** GOAL **
Pull out every line of the records that contains the string "instance", matching case exactly.

** RECORDS FOR THE TASK **
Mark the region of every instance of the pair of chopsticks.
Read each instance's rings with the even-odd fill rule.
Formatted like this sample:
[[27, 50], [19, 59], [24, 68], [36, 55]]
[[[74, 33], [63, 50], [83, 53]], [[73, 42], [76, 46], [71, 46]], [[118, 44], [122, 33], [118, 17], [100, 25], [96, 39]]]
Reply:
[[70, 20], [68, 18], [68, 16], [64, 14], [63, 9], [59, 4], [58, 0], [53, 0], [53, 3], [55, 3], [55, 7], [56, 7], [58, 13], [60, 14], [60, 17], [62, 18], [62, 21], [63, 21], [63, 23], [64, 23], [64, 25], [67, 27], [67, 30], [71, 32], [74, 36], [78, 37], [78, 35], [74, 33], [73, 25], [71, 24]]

** ANSWER TO THIS TASK **
Mark the region of every instance of the pair of chopsticks.
Read each instance's rings with the even-odd fill rule.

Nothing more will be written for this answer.